_WHAT YOU WILL DO:_
Every line below is to be copied exactly, with the pictures left out.

_Image point annotation entries:_
* BEGIN *

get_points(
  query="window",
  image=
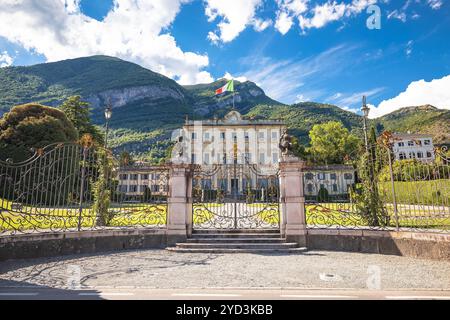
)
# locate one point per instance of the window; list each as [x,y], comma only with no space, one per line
[206,184]
[262,158]
[206,158]
[275,157]
[348,176]
[309,176]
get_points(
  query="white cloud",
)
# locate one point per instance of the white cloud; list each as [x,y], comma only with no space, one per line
[134,30]
[261,25]
[235,16]
[5,59]
[421,92]
[293,80]
[435,4]
[317,16]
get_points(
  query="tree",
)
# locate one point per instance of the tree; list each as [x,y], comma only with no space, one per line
[125,159]
[78,113]
[32,126]
[331,143]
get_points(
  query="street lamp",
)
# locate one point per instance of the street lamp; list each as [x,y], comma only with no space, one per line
[108,115]
[365,110]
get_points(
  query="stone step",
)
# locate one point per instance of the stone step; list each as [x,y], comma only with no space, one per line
[236,240]
[234,231]
[235,235]
[222,250]
[239,245]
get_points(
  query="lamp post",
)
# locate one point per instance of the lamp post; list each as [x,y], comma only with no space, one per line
[365,109]
[108,115]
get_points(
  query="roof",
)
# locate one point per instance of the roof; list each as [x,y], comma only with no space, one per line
[411,135]
[233,118]
[330,167]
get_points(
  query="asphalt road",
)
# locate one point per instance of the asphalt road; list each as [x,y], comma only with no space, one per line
[31,293]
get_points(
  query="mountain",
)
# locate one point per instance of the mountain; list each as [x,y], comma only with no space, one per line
[421,119]
[147,106]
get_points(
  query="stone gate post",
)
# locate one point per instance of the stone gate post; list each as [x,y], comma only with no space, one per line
[292,200]
[179,224]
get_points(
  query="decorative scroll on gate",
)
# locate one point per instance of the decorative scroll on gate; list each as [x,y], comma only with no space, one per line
[235,196]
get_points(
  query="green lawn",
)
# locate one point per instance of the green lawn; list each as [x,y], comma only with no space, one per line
[430,192]
[68,218]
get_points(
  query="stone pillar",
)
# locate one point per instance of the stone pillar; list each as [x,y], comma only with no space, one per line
[292,200]
[179,224]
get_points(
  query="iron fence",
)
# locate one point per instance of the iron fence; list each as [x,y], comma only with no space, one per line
[70,187]
[377,191]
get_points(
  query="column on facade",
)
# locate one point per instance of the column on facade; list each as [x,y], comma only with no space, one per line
[292,200]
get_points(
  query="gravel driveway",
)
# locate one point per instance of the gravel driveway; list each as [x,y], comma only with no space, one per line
[165,270]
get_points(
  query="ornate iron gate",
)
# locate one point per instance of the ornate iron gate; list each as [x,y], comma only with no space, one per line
[68,186]
[235,196]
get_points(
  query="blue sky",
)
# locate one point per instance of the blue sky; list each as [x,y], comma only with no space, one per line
[296,50]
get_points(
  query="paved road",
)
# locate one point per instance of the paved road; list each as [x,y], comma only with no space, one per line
[160,274]
[219,294]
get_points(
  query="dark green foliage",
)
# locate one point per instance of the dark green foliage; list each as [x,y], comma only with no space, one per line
[331,143]
[33,126]
[78,112]
[101,187]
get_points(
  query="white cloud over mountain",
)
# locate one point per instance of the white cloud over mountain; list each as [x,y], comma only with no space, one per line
[421,92]
[234,16]
[134,30]
[5,59]
[313,15]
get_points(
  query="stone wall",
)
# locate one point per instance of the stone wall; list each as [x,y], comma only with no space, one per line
[410,244]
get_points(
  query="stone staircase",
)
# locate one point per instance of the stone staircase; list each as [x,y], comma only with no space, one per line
[236,241]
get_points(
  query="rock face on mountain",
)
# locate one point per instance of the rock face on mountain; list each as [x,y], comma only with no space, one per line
[121,97]
[147,106]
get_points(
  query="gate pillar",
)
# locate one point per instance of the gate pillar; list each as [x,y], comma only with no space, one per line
[179,207]
[292,200]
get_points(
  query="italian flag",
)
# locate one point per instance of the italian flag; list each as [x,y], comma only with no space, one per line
[229,87]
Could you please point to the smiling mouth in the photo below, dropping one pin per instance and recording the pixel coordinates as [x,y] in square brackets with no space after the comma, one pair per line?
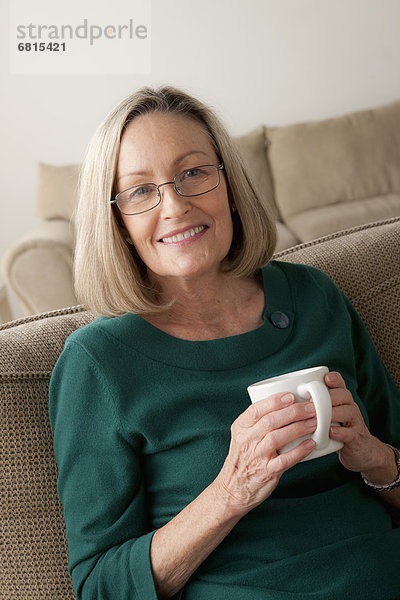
[180,237]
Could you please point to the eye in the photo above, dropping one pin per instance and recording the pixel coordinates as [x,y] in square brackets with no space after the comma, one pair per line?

* END *

_WRITTEN RESPONSE:_
get_points(
  query="window",
  image=
)
# locate one point per instance of the window; list each as [x,y], comma only with no space, one per line
[206,184]
[262,158]
[206,158]
[275,157]
[348,176]
[309,176]
get_points(
  query="white cloud",
)
# locate one point per instance of the white cloud; list each as [x,y], comma only with no space, one per line
[134,30]
[261,25]
[235,16]
[5,59]
[421,92]
[293,80]
[435,4]
[317,16]
get_points(
  query="tree",
)
# locate one point per instance of the tree; list each as [x,y], comma only with no space, one per line
[125,159]
[78,113]
[32,126]
[331,143]
get_points(
  query="street lamp",
)
# locate one point per instance of the street lamp; list each as [x,y], comma only with no space, one per line
[108,115]
[365,110]
get_points(
  query="stone step",
)
# locate one point per instance of the stone step; list each as [x,y], comma only with no space, one per line
[236,240]
[234,231]
[235,235]
[222,250]
[239,245]
get_points(
  query="lamp post",
)
# locate one point per instance of the lamp post; list each as [x,y], comma only with no space, one per line
[365,109]
[108,115]
get_points(
  query="roof",
)
# locate one point per instance of the roof; list each as [x,y], comma only with no space, one per line
[411,135]
[233,118]
[330,167]
get_points(
  query="asphalt road",
)
# locate one point per instance of the asphalt road; list each as [x,y], comma only with no space, one per line
[31,293]
get_points(
  query="mountain",
)
# locate one point per instance of the mountain; list each as [x,y], comma only with no space, one per line
[421,119]
[147,106]
get_points(
  query="stone gate post",
)
# locate one point per instance of the stone gate post; list each as [x,y], comma only with no space, one per line
[292,200]
[179,224]
get_points(
  query="decorative scroll on gate",
)
# locate one point per instance of the decorative scroll on gate; list each as [x,y], comma only with no space, one per line
[235,196]
get_points(
  query="green lawn",
)
# locate one point per instance of the green lawn; list each as [x,y], comma only with no space, one per line
[430,192]
[68,218]
get_points(
  query="stone pillar",
)
# locate one point per instance of the stone pillar; list each as [x,y], comma only with no space, one per line
[292,200]
[179,224]
get_points(
  query="iron fence",
)
# locate one point per instance of the iron fence; list each as [x,y], comma only with no space, one per line
[70,187]
[377,191]
get_points(
  query="column on facade",
)
# locate one point per instance of the column on facade; list each as [x,y], comma only with no space, one per line
[292,200]
get_points(
  query="gravel driveway",
)
# locate one point per instance of the gravel driveway; list each as [x,y], comma only with no space, one per line
[165,270]
get_points(
  query="ornate iron gate",
)
# locate one point per instance of the ornate iron gate; list each as [x,y], comma only with no space, one per line
[68,186]
[235,196]
get_points(
  query="blue sky",
)
# locate one point per instance of the blue sky; list each as [x,y], comma only with no space, one per line
[296,50]
get_points(
  query="paved road",
)
# locate one point per instance of the paved road; list each as [x,y], comma only with no space, one per line
[160,274]
[219,294]
get_points(
  query="dark green foliage",
)
# locate one point per instance of the dark green foliage; list each as [x,y], comma only with no space, one per line
[331,143]
[33,126]
[78,112]
[101,187]
get_points(
  query="white cloud over mountain",
)
# locate one point per instance of the white cloud over mountain; list each as [x,y], comma only with no space, one per line
[421,92]
[234,16]
[134,30]
[5,59]
[313,15]
get_points(
  query="stone wall",
)
# locate one point per instance of the stone wall; list each as [x,y], comma only with no space, one per line
[410,244]
get_points(
  query="stone staircase",
)
# locate one point per instance of the stone staircase; list each as [x,y], comma only with no space, one per line
[236,241]
get_points(
  query="rock face on mountain",
)
# locate one point per instance of the rock face on mountain; list each as [x,y], comma only with no space, one per line
[121,97]
[147,106]
get_points(
  query="gate pillar",
)
# locate one point per instance of the gate pillar; list each as [x,y], comma only with no space, one per line
[179,207]
[292,200]
get_points(
  query="italian flag",
)
# locate one point per instance of the italian flag; list each as [x,y], comma only with no space, one per line
[229,87]
Could you please point to the smiling mouth in the photo below, dropping one pin per instance and recording the pixel coordinates as [x,y] in square brackets with no space after the comma, one pair per line?
[180,237]
Could you please point to the eye in the photo above, dropping one pin per instance and recording the pixel coordinates as [x,y] in square brackets with no space after the comma, one pair per line?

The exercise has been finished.